I need every line of the material below that includes the string "dandelion".
################
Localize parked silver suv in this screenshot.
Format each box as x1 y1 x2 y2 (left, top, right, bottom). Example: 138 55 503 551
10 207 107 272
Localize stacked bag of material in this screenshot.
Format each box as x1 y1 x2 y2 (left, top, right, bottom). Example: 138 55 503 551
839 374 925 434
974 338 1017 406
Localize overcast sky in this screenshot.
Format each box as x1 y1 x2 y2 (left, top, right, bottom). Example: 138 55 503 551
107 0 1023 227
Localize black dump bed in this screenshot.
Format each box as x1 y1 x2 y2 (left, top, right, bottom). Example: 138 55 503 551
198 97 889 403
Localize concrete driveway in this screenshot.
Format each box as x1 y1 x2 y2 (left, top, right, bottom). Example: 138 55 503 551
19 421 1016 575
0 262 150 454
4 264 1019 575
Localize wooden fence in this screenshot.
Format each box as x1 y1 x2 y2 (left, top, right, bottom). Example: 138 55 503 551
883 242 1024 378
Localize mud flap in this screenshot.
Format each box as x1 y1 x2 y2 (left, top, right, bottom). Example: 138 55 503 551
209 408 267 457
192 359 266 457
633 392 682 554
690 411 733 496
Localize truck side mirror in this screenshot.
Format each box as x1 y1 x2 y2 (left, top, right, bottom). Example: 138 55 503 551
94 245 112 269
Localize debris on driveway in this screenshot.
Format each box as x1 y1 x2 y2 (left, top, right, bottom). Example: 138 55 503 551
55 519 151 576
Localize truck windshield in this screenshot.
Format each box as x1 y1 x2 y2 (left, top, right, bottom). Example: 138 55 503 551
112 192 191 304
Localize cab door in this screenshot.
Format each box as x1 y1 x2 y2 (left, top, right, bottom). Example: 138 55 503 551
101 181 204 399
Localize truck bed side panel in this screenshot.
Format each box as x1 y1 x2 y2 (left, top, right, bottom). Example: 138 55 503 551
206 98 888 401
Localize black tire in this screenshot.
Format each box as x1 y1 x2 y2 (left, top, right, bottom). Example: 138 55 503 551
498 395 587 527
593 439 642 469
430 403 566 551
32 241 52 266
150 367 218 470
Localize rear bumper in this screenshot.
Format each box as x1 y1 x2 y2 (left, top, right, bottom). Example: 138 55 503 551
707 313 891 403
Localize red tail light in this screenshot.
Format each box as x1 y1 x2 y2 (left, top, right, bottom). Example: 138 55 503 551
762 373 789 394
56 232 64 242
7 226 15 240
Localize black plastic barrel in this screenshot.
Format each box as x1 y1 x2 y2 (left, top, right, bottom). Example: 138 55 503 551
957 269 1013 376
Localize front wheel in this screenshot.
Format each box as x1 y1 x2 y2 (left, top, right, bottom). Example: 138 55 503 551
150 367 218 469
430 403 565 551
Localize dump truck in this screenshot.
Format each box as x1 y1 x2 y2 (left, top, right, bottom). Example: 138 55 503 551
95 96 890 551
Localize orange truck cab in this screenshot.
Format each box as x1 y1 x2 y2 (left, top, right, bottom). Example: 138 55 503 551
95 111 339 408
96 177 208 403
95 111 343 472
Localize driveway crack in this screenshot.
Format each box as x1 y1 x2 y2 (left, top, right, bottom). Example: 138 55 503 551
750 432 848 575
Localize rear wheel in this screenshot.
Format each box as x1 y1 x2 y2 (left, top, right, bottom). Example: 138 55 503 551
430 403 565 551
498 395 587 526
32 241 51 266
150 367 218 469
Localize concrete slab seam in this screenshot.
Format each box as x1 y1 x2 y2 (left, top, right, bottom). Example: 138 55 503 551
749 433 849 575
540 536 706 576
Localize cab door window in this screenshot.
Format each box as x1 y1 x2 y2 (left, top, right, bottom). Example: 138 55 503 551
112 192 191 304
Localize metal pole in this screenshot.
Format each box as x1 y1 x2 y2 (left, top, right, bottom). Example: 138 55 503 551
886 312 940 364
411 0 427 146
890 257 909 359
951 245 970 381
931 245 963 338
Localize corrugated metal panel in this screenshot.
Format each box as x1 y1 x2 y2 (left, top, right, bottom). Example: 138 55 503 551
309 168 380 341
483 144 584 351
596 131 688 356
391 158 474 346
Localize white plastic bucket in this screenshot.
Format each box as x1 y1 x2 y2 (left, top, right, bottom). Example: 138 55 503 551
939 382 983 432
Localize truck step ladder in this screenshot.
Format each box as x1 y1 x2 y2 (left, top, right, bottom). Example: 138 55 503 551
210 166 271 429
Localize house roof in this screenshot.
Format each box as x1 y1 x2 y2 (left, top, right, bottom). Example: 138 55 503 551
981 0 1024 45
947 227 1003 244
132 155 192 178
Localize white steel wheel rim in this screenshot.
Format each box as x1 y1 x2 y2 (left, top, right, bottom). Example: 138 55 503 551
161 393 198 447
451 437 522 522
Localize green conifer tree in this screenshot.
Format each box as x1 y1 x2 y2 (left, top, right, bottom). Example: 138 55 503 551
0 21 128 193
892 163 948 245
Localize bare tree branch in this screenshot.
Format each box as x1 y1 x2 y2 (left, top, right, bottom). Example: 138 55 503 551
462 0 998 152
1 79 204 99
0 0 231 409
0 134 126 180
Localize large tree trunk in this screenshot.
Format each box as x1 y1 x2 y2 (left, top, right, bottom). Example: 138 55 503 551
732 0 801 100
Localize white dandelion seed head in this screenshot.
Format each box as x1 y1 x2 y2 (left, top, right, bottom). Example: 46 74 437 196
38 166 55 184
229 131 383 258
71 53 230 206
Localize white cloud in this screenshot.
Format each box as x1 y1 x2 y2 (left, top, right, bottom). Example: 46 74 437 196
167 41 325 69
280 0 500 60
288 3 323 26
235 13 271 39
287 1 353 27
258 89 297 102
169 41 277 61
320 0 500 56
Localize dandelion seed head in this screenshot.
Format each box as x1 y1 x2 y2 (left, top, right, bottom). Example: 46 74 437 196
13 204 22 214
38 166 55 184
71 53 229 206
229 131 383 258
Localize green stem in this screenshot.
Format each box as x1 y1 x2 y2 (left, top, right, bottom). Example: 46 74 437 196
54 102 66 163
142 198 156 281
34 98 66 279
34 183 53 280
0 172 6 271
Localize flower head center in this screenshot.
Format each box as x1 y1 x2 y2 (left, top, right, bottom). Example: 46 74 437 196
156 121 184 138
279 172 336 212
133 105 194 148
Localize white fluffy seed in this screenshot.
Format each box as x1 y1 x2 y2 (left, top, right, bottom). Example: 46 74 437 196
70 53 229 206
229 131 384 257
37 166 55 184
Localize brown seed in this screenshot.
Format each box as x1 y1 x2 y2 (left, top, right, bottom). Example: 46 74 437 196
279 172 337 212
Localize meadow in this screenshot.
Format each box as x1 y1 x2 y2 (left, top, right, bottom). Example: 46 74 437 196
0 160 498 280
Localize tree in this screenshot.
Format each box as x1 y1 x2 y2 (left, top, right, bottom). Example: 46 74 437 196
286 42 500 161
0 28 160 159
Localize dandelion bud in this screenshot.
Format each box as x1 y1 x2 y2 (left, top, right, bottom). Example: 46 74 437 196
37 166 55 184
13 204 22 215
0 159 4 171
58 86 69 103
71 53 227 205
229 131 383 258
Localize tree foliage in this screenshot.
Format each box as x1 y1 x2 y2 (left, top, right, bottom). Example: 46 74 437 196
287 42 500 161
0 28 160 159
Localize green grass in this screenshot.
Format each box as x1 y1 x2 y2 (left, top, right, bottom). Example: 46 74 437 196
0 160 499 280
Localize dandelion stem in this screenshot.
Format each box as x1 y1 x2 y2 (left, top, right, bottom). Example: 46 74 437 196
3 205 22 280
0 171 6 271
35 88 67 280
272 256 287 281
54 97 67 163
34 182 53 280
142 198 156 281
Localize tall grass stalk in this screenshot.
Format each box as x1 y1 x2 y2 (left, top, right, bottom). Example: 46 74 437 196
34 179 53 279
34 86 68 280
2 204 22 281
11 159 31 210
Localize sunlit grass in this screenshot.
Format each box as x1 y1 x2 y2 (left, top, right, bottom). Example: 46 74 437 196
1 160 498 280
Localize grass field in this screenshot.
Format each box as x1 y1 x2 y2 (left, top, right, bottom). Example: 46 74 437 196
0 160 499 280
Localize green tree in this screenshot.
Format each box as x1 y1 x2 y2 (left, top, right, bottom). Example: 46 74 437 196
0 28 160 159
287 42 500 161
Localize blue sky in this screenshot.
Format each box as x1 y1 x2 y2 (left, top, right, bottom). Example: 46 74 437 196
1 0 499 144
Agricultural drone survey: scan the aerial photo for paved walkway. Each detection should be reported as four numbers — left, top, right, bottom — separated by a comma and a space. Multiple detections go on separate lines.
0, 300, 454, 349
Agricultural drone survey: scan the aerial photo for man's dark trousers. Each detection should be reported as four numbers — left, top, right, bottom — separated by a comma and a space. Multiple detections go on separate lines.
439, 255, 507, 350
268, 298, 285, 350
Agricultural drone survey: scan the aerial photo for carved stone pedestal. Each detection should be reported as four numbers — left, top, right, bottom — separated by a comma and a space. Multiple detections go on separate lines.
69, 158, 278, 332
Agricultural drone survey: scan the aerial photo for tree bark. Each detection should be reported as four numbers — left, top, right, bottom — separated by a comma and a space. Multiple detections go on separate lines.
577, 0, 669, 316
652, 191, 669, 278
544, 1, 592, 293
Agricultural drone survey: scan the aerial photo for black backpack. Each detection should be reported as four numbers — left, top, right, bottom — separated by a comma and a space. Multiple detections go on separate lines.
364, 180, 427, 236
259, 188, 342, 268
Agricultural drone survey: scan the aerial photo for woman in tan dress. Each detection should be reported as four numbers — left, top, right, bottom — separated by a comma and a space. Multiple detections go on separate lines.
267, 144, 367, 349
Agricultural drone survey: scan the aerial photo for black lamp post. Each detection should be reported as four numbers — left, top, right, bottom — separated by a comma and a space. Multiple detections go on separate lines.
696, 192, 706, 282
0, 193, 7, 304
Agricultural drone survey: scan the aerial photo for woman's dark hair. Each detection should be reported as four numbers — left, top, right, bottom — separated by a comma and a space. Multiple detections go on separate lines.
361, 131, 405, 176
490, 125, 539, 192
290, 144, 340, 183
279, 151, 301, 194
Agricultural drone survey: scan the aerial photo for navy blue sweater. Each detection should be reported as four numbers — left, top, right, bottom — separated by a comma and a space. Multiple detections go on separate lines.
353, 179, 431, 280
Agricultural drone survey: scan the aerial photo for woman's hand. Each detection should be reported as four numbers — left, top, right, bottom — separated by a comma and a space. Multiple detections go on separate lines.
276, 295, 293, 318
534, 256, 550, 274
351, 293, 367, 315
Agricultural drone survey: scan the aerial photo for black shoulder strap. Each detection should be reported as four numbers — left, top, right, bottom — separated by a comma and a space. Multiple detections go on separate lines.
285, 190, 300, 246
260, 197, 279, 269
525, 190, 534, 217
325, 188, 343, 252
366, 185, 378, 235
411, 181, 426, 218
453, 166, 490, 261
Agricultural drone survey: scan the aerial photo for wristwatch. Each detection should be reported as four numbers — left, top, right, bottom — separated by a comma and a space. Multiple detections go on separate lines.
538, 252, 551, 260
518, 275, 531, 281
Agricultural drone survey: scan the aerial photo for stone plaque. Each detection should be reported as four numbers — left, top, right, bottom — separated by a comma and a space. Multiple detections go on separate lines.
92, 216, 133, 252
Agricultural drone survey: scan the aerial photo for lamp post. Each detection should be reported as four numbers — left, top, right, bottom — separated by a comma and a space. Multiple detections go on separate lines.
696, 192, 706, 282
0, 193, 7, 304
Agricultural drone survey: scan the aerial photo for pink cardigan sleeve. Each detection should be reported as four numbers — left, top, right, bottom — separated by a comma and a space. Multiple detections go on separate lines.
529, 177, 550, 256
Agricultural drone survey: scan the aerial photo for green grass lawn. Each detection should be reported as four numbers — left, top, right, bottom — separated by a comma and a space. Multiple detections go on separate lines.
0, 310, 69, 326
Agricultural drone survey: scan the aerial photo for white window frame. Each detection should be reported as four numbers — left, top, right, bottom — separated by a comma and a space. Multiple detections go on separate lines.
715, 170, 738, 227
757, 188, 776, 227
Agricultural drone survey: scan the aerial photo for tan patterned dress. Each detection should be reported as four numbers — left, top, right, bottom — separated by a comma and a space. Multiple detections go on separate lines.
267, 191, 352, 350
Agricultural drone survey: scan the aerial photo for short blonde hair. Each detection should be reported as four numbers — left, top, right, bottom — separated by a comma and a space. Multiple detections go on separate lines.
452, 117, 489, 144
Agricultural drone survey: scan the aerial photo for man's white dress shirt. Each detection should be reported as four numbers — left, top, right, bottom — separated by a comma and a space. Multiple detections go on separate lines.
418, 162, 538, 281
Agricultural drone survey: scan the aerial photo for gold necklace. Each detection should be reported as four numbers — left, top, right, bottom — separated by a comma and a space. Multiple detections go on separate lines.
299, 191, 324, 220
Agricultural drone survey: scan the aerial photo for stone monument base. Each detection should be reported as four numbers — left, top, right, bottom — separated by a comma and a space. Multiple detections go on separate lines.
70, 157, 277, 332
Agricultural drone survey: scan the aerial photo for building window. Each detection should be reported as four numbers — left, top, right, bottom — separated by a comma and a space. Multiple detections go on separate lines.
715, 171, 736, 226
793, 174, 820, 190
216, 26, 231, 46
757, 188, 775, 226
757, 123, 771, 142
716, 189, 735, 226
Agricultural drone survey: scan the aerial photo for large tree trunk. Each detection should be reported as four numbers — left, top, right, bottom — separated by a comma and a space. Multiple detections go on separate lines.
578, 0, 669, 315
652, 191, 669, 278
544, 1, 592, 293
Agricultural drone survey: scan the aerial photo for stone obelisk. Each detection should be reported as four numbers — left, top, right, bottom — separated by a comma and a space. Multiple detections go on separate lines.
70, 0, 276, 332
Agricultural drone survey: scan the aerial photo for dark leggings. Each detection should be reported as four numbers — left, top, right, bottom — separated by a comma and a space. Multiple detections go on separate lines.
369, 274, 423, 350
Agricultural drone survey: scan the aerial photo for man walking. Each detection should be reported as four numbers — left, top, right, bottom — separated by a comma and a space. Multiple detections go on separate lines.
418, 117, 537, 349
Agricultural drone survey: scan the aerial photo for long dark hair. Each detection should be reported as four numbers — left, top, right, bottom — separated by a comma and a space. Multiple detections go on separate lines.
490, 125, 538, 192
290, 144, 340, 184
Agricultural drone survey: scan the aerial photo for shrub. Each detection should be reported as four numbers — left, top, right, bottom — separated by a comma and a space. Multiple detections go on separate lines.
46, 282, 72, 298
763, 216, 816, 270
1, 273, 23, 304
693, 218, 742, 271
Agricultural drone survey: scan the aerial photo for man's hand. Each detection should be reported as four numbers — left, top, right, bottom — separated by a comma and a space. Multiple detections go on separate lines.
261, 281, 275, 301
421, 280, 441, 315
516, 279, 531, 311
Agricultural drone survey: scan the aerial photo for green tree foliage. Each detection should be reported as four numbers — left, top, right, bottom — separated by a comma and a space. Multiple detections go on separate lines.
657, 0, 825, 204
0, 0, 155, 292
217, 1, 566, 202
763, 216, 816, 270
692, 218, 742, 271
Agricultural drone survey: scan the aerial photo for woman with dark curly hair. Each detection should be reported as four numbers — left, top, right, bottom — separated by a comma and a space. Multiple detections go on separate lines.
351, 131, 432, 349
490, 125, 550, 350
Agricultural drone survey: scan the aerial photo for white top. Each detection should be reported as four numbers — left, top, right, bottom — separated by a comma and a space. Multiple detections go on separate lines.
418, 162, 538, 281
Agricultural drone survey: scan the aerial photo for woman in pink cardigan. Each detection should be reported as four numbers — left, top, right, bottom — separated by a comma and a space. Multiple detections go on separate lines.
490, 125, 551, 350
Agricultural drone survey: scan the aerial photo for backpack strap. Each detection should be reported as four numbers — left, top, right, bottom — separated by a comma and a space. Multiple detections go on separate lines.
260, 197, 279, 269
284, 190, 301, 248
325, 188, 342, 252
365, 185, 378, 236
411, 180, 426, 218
################
- **TASK ANSWER**:
Localize white dandelion seed head in this screenshot.
Localize dandelion seed head in this screenshot.
Localize dandelion bud in this screenshot.
Localize dandelion stem in this screenshot.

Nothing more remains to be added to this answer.